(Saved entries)
---

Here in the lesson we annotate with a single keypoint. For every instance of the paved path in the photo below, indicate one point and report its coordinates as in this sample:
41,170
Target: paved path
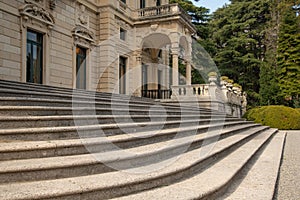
289,181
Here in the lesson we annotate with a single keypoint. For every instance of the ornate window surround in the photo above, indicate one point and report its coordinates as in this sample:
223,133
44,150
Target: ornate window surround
86,39
35,17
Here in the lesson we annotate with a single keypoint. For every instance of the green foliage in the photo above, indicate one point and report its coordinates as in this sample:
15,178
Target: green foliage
281,117
200,15
288,54
269,87
238,32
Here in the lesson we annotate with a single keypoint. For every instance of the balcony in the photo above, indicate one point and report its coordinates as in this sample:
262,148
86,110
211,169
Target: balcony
157,94
162,11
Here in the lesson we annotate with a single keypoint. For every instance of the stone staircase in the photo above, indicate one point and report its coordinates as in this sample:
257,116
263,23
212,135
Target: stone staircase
59,143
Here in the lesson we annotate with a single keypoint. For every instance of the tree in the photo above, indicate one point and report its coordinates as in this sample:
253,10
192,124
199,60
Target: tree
288,53
238,32
269,87
200,16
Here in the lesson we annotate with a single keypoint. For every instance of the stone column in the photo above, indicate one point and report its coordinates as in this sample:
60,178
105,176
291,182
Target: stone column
188,73
175,67
137,81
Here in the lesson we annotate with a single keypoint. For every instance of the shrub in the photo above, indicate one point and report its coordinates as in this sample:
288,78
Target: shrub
281,117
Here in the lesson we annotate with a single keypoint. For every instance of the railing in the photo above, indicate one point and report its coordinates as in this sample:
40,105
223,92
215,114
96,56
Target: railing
191,90
169,9
157,94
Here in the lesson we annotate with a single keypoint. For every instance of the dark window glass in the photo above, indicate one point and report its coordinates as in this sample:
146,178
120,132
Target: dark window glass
80,68
34,57
123,34
142,3
122,75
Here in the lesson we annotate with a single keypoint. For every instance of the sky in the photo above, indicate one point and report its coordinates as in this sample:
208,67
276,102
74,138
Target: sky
212,5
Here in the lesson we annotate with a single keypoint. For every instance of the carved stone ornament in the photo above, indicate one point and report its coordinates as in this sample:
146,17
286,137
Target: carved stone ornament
35,12
83,36
154,27
82,16
122,23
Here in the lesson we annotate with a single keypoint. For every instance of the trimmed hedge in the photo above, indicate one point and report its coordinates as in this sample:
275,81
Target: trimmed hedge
281,117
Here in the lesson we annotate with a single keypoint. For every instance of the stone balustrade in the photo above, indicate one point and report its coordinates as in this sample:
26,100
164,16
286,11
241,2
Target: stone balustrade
169,9
223,96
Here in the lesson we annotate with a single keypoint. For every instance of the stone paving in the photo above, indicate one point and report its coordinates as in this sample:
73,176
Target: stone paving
289,180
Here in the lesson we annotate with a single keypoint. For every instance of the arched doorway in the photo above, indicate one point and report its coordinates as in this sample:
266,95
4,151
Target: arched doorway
156,69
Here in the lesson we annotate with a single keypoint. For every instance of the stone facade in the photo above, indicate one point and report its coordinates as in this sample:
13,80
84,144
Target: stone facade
112,34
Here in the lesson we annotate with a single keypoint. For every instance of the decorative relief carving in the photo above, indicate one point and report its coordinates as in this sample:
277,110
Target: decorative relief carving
37,2
52,4
82,17
83,37
122,23
35,14
154,27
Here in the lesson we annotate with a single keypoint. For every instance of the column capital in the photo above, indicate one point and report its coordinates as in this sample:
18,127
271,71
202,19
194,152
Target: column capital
175,50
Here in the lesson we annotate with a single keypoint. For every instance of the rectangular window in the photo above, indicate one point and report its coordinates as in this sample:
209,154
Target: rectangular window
34,57
123,33
80,68
122,75
158,2
142,4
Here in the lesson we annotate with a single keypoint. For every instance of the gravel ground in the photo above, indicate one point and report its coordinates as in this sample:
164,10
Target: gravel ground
289,179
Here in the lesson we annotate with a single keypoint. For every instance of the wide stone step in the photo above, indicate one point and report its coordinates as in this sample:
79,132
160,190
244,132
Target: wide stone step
258,180
187,168
8,122
99,130
26,101
11,150
61,90
57,91
46,111
212,181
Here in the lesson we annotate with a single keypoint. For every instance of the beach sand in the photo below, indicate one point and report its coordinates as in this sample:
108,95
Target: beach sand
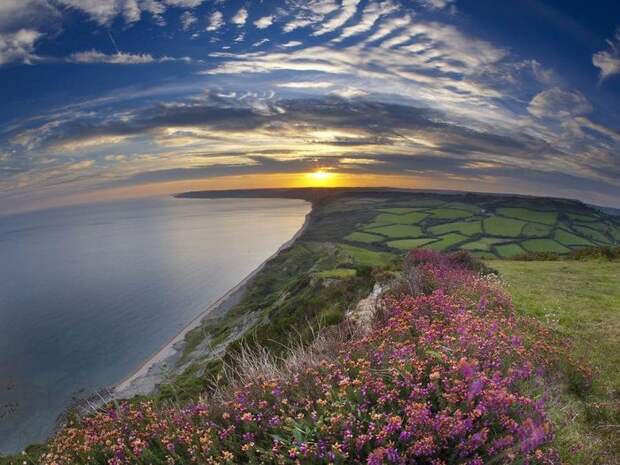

---

WHAT THE TASK REQUIRES :: Looking at the data above, give the number of lines that include "sand"; add nothing else.

ANSWER BOX :: 2